:: WHAT TO DO ::
[1] According to the brewery piece, which two beers count as weird (at the time) among Shebeen's offerings?
[2] Quote the brewery piece word for word from "Connecticut Brewery Collective, Wolcott" to "not so much.".
[3] Continue the piece about the Connecticut Brewery Collective and Shebeen Brewing from the point where it stops.

:: GIVEN TEXT ::
* * * * *

Connecticut Brewery Collective, Wolcott
The Connecticut Brewery Collective was probably the smartest thing the owner has done with his brewing operations during his (as of today) 10-year General Sherman March through Wolcott. I say this without knowing who made any decisions or how those decisions were executed though. The decision seemed sound. The execution and success of it? Perhaps not so much.
In the annals of 21st century brewing lore, Shebeen Brewing will be remembered as one of the more… interesting efforts in Connecticut. It was the 13th brewery to open during the Dannell Malloy brewery revolution of the 2010’s. Shebeen was going to be mind-bending and brew whatever the owner darn well wanted to brew. This included all sorts of weird (at the time) beers like Grape Saison and the Cannoli beer.
I always feel the need to note that while the Cannoli beer was idiotic in 2013 for a whole host of reasons, it was also way ahead of its time. For, seven years later, the spiced beer with a sugared rim and some chocolate shavings seemed positively quaint and normal. (And, in fact, the Cannoli and several variants are still being brewed in Rhode Island and sold in 2023 under the Shebeen name.)

* * * * *

Entries from a point annotation set:
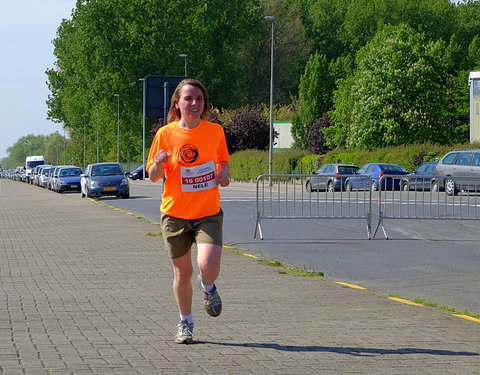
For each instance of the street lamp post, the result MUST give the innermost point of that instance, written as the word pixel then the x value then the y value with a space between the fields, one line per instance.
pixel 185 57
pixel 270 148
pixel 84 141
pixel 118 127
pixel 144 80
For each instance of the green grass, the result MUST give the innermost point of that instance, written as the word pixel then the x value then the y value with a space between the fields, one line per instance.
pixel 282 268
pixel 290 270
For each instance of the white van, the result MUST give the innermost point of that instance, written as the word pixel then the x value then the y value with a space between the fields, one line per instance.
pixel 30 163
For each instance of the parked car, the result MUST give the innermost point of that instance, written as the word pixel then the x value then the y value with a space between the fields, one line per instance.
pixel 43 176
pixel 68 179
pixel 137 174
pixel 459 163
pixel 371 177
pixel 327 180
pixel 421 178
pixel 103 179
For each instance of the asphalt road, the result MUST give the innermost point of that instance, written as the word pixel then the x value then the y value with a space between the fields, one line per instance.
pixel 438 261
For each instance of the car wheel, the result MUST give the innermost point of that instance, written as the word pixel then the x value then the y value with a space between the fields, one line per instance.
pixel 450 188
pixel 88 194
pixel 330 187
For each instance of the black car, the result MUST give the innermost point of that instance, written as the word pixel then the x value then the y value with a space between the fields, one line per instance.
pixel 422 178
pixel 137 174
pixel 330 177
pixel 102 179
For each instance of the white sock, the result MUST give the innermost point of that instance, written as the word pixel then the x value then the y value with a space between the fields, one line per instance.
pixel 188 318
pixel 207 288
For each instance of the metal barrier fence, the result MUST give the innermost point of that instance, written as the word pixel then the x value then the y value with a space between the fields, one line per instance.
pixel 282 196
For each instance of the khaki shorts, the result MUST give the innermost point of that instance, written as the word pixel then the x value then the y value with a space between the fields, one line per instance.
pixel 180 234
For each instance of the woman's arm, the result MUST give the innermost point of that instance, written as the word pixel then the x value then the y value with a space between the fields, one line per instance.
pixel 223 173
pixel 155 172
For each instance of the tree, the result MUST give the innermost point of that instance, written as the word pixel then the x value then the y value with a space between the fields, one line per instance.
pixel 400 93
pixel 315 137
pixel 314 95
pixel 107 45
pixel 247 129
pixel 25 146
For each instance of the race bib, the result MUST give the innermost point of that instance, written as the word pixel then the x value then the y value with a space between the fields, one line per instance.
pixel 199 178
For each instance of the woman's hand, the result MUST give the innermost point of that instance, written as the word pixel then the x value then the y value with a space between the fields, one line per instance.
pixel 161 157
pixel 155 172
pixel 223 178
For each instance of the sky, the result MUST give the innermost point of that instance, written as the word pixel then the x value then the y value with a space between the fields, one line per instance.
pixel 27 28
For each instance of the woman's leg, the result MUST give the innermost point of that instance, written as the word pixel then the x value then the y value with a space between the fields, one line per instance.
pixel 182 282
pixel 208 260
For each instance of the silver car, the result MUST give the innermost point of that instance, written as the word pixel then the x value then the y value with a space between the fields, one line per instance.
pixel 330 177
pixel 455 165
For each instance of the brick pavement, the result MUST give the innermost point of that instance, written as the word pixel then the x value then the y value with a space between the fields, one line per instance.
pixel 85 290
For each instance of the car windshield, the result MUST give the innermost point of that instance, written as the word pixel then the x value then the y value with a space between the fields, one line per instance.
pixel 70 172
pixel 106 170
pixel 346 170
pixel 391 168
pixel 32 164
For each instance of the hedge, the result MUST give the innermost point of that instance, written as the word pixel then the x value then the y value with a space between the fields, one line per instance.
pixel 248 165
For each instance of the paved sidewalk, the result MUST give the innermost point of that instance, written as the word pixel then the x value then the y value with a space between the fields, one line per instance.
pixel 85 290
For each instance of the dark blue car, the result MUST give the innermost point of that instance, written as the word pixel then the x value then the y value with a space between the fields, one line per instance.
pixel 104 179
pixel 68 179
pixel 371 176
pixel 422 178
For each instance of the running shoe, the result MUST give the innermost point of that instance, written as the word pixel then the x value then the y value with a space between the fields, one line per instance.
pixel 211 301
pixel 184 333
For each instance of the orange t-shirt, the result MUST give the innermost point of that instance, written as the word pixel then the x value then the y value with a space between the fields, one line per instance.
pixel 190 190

* * * * *

:: WRITTEN ANSWERS ::
[1] Grape Saison and the Cannoli beer.

[2]
Connecticut Brewery Collective, Wolcott
The Connecticut Brewery Collective was probably the smartest thing the owner has done with his brewing operations during his (as of today) 10-year General Sherman March through Wolcott. I say this without knowing who made any decisions or how those decisions were executed though. The decision seemed sound. The execution and success of it? Perhaps not so much.

[3]
But the Cannoli beer was certainly not the reason to question what was going on at Shebeen for all those years. One could argue it was actually the most successful thing to come out of there. No, there were bad beers, bad ideas, bad press, and bad ju-ju. The owner, Rich Visco, had an uncanny habit of saying things that got the local beer bros apoplectic. Nothing was ever his fault.
Bad beer was the fault of the endless parade of brewers and packagers. Bad sales was the fault of people like me who wrote barely-read little hobby blogs like CTMQ. Bad distribution deals were the fault of bad distributors. Bad business deals were the fault of the other parties. So on and so forth.
And everyone’s favorite: unused tank capacity at Shebeen was the fault of “Connecticut beer drinkers” because they didn’t support local breweries. Just ignore that New England Brewing and Hooker and Two Roads and Beer’d couldn’t make beer fast enough at the time. Nope. It had nothing to do with the quality of the product coming out of Wolcott.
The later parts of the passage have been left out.